> Texto dado
▶
La Cuba de entonces no era el destino de las empresas españolas de turismo. Todavía existía la URSS, por lo que la isla se dedicaba sobre todo a enviar azúcar a los rusos, y a recibir el turismo del bloque socialista: gente de un color blanco imposible, aún para mí, que desciendo de moldavos y ucranianos.

En la Argentina de 1987 irse a Cuba era para los curiosos o los socialistas. Como mi familia pertenecía a este segundo grupo, habíamos contratado un paquete turístico que incluía en partes iguales, destinos de playa, de historia colonial e historia revolucionaria. Íbamos a conocer el caribe, y a la vez, empaparnos del humanismo socialista, supuestamente tan lejano al consumismo desenfrenado de la Florida.

 Para llegar, había que subirse a un avión de Aeroflot que condensaba todo lo que la “propaganda reaccionaria” decía de la tecnología soviética. Así y todo partimos y llegamos sin inconvenientes. La comida era poca, el avión incómodo, y para mi asombro (y sobre todo para mi visión adolescente y calenturienta) las azafatas eran feas.
Recuerdo la amabilidad de los cubanos. No hubo uno (ni aún un taxista, que nos paseó por La Habana, y que en algún momento se cansó de nuestro optimismo socialista) que contestara de forma airada o que no se detuviera a contestar una pregunta. Eran vocacionalmente gentiles. Pero también fuimos descubriendo que había mucho más debajo de tanta dulzura.

La vida en la Habana parecía feliz, pero estaba llena de carencias. No piensen en función del mundo que conocen hoy. El mundo de 1987 era analógico. Lo más sofisticado en tecnología de consumo, lo que en aquel entonces deseábamos era, a lo sumo una videograbadora o un walkman. En La Habana no había (o eso creía yo), pero faltaban cosas mucho más urgentes. El jabón y el champú era algo que se conseguía poco, y los turistas éramos constantemente abordados por cubanos que nos pedían que les diéramos lo que traíamos, o que les hiciéramos el favor de comprar por ellos en las “diplotiendas”
◀
> Tarea asignada 1
Devuelve literalmente el tramo del texto sobre el viaje a Cuba que va desde "Para llegar, había" hasta "de tanta dulzura.".
> Tarea asignada 2
Por favor, traduce al inglés esta oración del texto sobre el viaje a Cuba: "En la Argentina de 1987 irse a Cuba era para los curiosos o los socialistas."

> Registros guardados
▶
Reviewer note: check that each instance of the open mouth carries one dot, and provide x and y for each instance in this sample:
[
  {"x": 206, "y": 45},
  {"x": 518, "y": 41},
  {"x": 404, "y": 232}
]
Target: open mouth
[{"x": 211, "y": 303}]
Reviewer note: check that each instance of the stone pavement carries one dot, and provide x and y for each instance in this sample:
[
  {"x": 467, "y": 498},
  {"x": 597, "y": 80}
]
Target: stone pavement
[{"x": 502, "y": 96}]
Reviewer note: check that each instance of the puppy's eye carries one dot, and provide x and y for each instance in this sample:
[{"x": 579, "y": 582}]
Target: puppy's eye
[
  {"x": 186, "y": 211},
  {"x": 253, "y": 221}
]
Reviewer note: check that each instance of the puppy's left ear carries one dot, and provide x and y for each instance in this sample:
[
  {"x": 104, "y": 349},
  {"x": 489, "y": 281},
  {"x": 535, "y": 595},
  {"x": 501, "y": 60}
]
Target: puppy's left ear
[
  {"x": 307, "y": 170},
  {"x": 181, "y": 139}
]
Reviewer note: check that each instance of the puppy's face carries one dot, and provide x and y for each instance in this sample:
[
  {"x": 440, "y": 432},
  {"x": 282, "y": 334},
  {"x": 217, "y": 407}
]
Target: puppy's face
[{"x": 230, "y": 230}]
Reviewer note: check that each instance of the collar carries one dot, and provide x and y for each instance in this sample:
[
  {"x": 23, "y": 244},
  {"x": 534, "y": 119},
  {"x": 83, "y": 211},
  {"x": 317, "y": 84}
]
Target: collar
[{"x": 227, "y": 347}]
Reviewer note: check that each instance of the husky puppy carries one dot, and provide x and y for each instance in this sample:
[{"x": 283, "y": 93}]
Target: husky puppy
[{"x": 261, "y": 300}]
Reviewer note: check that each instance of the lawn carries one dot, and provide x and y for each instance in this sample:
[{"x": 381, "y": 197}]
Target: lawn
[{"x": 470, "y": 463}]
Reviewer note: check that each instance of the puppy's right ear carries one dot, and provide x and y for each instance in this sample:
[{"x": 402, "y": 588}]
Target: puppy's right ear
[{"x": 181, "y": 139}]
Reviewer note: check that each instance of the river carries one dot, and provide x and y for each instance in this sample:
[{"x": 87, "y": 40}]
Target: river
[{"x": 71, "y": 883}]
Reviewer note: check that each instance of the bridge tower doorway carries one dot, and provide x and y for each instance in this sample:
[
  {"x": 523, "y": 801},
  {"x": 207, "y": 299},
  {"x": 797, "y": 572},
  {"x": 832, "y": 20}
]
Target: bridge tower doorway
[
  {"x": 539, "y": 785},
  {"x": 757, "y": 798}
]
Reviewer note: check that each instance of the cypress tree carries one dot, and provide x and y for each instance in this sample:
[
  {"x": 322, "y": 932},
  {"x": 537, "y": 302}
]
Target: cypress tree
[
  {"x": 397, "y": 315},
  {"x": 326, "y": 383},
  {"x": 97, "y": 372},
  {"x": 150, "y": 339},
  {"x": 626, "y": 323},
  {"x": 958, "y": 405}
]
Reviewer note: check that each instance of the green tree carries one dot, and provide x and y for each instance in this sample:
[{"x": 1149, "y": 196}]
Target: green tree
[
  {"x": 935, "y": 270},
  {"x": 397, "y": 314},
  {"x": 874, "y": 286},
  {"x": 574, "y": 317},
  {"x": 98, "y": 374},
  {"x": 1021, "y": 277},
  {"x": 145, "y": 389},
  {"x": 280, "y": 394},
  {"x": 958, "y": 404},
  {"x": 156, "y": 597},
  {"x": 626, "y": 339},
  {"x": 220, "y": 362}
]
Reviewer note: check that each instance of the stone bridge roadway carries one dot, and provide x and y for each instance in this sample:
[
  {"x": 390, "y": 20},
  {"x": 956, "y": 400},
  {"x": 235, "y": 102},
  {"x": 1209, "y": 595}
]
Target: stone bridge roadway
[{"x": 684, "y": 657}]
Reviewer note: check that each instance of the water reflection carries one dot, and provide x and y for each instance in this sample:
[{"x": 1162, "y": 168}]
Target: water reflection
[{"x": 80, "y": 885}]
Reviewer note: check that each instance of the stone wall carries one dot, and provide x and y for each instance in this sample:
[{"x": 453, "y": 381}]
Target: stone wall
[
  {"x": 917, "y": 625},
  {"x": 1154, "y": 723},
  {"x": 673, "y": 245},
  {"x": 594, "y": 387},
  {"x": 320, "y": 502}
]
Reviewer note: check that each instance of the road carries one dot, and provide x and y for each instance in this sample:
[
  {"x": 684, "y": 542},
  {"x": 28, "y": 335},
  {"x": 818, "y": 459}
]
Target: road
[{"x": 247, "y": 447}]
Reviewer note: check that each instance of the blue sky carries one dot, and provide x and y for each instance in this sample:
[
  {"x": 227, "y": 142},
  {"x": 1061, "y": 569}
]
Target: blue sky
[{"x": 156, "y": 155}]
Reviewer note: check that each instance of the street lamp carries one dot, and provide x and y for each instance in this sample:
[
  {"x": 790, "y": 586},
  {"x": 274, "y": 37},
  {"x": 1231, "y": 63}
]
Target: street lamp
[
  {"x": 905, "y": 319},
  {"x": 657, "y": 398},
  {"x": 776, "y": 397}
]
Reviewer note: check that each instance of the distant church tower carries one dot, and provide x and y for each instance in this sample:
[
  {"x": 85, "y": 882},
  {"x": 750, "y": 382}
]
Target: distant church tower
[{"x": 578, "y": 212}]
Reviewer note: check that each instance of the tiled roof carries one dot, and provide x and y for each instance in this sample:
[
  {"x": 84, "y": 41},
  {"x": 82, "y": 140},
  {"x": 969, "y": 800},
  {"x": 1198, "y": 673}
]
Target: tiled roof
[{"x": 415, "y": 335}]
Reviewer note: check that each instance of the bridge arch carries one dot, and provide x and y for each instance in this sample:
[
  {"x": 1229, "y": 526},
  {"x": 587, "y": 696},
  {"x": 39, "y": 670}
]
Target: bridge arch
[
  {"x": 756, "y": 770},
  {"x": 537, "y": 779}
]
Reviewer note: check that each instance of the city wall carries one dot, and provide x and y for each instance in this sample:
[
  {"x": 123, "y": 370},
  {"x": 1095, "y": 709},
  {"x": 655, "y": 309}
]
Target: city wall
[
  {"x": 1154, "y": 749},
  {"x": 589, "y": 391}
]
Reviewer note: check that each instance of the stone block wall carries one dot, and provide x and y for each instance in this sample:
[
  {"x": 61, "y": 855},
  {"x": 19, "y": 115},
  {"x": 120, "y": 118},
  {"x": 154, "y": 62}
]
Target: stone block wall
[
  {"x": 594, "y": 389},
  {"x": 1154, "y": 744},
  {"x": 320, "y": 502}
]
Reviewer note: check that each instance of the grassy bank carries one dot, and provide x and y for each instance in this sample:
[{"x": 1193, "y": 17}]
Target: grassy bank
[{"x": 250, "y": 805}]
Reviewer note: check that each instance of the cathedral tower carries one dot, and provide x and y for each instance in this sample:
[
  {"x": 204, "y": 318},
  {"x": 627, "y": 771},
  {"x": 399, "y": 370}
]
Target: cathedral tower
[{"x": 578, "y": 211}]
◀
> Respuesta final 1
Para llegar, había que subirse a un avión de Aeroflot que condensaba todo lo que la “propaganda reaccionaria” decía de la tecnología soviética. Así y todo partimos y llegamos sin inconvenientes. La comida era poca, el avión incómodo, y para mi asombro (y sobre todo para mi visión adolescente y calenturienta) las azafatas eran feas.
Recuerdo la amabilidad de los cubanos. No hubo uno (ni aún un taxista, que nos paseó por La Habana, y que en algún momento se cansó de nuestro optimismo socialista) que contestara de forma airada o que no se detuviera a contestar una pregunta. Eran vocacionalmente gentiles. Pero también fuimos descubriendo que había mucho más debajo de tanta dulzura.

> Respuesta final 2
In the Argentina of 1987, going to Cuba was for the curious or the socialists.